*** Opening Extract ***

An outcome of this, says the organisation, is the "huge increase" during 2016 in the number of people who have died trying to reach European coasts - 34% higher than in 2015 - and Spanish coasts, 125% more than just two years ago. "It is profoundly despicable that the Spanish management of migratory flows is sold as a success story when it includes hundreds of dead and disappeared," says the APDHA.
Another of the great "black holes" in the ranking of violations in Spain, they argue, is the existence of eight detention centres (Centros de Internamiento de Extranjeros or CIEs), where people who have not committed any crime are incarcerated. According to Interior Ministry statistics, during the past year only 29% of people interned in CIEs were expelled from the country. "It is a useless mechanism that only serves as a tool of repression and punishment," says the organisation.

*** Closing Extract ***
*** Opening Provided records ***

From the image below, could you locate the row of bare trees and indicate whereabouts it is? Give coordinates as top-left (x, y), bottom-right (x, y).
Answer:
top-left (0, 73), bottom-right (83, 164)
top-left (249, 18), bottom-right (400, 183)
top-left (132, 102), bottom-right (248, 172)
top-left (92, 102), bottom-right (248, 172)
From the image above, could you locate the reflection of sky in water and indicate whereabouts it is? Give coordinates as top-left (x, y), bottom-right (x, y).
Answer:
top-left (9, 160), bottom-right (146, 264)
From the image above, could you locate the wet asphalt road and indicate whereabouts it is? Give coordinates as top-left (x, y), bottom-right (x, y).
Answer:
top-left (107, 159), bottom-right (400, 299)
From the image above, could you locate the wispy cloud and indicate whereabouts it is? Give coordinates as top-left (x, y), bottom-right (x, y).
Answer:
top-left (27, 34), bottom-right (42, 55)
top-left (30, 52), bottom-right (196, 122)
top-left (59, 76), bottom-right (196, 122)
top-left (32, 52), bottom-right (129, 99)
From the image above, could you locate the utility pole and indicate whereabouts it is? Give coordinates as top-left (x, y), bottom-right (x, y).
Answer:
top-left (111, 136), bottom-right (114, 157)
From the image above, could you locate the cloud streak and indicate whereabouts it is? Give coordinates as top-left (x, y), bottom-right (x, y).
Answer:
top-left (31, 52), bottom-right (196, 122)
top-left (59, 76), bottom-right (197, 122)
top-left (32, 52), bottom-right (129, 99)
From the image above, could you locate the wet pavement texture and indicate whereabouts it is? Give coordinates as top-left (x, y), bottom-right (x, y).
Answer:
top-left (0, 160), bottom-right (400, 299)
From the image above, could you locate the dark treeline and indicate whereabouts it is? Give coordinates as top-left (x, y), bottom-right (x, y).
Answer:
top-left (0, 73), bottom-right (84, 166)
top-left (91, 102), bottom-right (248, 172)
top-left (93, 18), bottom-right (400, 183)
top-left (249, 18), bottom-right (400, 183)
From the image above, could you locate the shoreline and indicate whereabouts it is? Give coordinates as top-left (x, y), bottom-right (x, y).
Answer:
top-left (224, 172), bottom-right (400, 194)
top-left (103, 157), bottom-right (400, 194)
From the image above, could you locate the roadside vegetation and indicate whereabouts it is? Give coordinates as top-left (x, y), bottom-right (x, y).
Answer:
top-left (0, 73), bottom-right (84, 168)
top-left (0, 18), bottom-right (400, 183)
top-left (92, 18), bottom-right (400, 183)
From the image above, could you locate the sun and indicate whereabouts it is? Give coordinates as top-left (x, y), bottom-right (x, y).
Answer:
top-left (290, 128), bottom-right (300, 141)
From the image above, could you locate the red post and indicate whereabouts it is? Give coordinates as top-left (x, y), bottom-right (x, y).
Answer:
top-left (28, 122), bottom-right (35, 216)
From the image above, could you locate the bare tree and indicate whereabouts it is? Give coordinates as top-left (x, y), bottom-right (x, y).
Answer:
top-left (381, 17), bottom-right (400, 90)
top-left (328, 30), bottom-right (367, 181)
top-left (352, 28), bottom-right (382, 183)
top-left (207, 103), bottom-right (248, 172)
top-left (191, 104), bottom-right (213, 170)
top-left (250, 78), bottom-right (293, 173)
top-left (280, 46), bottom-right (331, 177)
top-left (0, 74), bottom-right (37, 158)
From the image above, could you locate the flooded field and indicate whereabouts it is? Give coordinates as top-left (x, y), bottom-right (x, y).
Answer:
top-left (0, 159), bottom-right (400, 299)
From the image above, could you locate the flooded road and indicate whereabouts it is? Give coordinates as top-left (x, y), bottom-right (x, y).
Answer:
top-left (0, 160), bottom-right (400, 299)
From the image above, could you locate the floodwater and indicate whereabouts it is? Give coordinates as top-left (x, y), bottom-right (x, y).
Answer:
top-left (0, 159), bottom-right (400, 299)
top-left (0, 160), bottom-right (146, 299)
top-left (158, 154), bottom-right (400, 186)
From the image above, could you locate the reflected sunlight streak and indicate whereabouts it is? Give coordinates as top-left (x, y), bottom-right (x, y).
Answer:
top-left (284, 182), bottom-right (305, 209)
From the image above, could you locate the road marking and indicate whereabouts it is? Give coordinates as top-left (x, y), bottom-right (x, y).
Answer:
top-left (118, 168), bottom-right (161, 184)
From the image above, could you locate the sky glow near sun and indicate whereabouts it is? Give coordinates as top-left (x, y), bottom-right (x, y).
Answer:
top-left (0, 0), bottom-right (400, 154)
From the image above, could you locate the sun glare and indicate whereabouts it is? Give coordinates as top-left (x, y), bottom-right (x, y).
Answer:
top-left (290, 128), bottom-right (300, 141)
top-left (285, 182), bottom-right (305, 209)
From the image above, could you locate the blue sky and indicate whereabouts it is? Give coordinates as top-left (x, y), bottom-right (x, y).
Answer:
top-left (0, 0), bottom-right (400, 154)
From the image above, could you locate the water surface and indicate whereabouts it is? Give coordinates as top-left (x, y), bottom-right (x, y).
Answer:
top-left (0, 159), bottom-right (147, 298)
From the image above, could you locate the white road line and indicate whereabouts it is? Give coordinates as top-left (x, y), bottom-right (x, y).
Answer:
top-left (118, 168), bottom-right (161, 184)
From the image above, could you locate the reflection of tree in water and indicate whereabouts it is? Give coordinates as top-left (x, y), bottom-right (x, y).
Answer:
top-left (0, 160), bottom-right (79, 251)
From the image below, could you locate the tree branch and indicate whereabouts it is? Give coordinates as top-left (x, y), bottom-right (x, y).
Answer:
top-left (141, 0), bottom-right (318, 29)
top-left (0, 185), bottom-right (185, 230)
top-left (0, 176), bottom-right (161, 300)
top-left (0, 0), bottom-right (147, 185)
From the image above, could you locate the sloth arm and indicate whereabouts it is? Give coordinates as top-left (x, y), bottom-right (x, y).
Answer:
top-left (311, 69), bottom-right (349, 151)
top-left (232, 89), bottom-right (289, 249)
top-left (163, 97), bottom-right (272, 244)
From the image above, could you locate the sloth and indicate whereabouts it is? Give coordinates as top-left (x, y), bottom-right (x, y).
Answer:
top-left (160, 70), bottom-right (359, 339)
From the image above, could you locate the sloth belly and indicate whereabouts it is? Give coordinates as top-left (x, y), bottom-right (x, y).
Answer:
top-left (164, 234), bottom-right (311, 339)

*** Closing Provided records ***

» Requirement A
Please translate this sentence from the migration extract into Spanish: "According to Interior Ministry statistics, during the past year only 29% of people interned in CIEs were expelled from the country."
» Requirement B
According to the migration extract, how many detention centers exist in Spain?

» Task response A
Según las estadísticas del Ministerio del Interior, durante el último año solo el 29 % de las personas internadas en los CIE fueron expulsadas del país.

» Task response B
Eight.